CHALLENGE 1:
Write out the listing word for word, from its first line through the line that contains "0,225 -> 712,330", with both of those lines included.

[pypy-commit] pypy unicode-utf8: Handle errorhandlers that go backward

Sun Dec 10 00:17:32 EST 2017

Author: Ronan Lamy <ronan.lamy at gmail.com>
Branch: unicode-utf8
Changeset: r93342:a4d68881a89d
Date: 2017-12-10 05:16 +0000
http://bitbucket.org/pypy/pypy/changeset/a4d68881a89d/

Log:	Handle errorhandlers that go backward

diff --git a/pypy/interpreter/unicodehelper.py b/pypy/interpreter/unicodehelper.py
--- a/pypy/interpreter/unicodehelper.py
+++ b/pypy/interpreter/unicodehelper.py
@@ -1101,19 +1101,16 @@
             ru, newindex = errorhandler(errors, public_encoding_name,
                                    'surrogates not allowed',
                                     s, pos-1, pos)
-            for j in range(newindex - index):
-                pos = rutf8.next_codepoint_pos(s, pos)

CHALLENGE 2:
Answer these questions about the pypy commit:
(a) Who is named as the author?
(b) Which branch is the change on?
(c) Which file does the diff modify?

INPUT FOR THIS TASK:
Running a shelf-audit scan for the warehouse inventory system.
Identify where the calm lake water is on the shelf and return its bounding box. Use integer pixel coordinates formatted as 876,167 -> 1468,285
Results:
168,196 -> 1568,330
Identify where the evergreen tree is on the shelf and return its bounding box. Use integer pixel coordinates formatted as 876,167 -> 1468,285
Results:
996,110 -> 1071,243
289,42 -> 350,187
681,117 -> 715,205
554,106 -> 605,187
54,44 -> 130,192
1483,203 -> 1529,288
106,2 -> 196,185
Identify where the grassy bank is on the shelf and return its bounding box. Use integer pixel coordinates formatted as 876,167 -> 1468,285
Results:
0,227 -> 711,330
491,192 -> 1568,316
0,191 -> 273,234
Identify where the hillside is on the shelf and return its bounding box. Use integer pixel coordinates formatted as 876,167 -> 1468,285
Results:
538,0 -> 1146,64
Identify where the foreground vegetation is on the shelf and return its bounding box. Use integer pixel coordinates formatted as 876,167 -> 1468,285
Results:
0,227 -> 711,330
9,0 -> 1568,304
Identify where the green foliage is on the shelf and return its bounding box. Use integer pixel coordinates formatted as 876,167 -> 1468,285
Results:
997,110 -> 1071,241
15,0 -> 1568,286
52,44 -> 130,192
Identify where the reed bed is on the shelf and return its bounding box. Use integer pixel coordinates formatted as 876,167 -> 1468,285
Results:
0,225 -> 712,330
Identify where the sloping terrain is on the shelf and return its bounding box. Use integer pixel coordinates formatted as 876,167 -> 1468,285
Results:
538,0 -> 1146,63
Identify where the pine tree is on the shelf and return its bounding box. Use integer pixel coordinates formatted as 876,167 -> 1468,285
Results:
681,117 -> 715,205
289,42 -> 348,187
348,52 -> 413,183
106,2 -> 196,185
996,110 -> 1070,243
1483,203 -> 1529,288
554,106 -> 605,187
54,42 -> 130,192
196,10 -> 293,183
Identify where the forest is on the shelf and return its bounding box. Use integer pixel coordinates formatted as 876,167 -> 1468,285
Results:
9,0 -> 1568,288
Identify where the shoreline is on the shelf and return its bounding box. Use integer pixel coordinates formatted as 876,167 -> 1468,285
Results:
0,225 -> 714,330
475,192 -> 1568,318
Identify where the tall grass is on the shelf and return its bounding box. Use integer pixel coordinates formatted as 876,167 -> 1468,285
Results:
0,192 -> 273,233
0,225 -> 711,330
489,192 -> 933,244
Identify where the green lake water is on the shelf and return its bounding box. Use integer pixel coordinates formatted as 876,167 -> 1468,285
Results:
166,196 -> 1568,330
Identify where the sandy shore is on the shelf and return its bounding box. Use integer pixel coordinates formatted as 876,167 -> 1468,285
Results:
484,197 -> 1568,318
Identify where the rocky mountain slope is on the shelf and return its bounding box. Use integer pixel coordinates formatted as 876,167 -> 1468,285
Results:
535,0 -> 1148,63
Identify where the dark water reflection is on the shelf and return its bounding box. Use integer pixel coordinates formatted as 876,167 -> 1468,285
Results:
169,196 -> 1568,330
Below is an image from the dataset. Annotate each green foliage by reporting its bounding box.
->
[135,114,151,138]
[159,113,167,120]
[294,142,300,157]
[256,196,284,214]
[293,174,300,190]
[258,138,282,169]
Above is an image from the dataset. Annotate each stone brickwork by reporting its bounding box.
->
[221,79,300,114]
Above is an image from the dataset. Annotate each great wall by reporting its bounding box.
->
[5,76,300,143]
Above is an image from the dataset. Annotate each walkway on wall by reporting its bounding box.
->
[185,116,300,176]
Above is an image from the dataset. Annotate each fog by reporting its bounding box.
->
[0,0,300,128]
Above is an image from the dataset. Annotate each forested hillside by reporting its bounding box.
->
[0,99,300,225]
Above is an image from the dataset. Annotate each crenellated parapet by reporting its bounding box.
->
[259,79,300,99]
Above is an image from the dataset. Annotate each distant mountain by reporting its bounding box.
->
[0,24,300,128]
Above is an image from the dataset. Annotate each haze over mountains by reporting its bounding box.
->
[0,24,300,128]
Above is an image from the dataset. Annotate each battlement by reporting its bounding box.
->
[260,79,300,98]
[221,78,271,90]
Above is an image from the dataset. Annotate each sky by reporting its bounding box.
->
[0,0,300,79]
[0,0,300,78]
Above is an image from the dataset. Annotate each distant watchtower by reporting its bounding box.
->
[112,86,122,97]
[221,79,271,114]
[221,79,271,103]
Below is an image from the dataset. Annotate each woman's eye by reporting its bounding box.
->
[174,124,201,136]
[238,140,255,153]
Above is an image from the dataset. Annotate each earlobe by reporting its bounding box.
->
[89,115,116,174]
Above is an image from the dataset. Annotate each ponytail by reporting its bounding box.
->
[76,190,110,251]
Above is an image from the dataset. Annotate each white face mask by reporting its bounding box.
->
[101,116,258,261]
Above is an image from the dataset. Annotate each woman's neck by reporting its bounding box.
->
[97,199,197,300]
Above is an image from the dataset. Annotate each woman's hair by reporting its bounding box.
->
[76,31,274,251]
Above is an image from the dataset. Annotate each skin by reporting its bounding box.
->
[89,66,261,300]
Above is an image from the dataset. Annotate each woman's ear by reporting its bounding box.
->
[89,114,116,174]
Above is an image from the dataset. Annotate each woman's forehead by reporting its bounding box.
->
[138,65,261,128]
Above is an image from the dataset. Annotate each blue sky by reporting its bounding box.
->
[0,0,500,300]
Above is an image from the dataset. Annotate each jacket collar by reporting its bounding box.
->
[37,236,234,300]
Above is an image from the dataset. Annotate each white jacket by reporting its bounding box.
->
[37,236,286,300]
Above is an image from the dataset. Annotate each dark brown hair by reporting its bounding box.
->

RIGHT ANSWER 1:
Running a shelf-audit scan for the warehouse inventory system.
Identify where the calm lake water is on the shelf and return its bounding box. Use integer pixel coordinates formatted as 876,167 -> 1468,285
Results:
168,196 -> 1568,330
Identify where the evergreen tree is on the shelf and return its bounding box. Use integer pixel coordinates formatted as 876,167 -> 1468,285
Results:
996,110 -> 1071,243
289,42 -> 350,187
681,117 -> 715,205
554,106 -> 605,187
54,44 -> 130,192
1483,203 -> 1529,288
106,2 -> 196,185
Identify where the grassy bank is on the shelf and return its bounding box. Use integer pixel coordinates formatted as 876,167 -> 1468,285
Results:
0,227 -> 711,330
491,192 -> 1568,316
0,191 -> 273,234
Identify where the hillside is on the shelf and return its bounding box. Use integer pixel coordinates formatted as 876,167 -> 1468,285
Results:
538,0 -> 1146,64
Identify where the foreground vegetation is on the shelf and return its bounding box. Use integer pixel coordinates formatted as 876,167 -> 1468,285
Results:
0,227 -> 711,330
9,0 -> 1568,304
Identify where the green foliage is on the shelf and return its bounding box. Use integer pixel coordinates formatted as 876,167 -> 1468,285
Results:
997,110 -> 1071,241
15,0 -> 1568,286
52,44 -> 130,192
Identify where the reed bed is on the shelf and return its bounding box. Use integer pixel coordinates formatted as 876,167 -> 1468,285
Results:
0,225 -> 712,330

RIGHT ANSWER 2:
(a) Ronan Lamy
(b) unicode-utf8
(c) pypy/interpreter/unicodehelper.py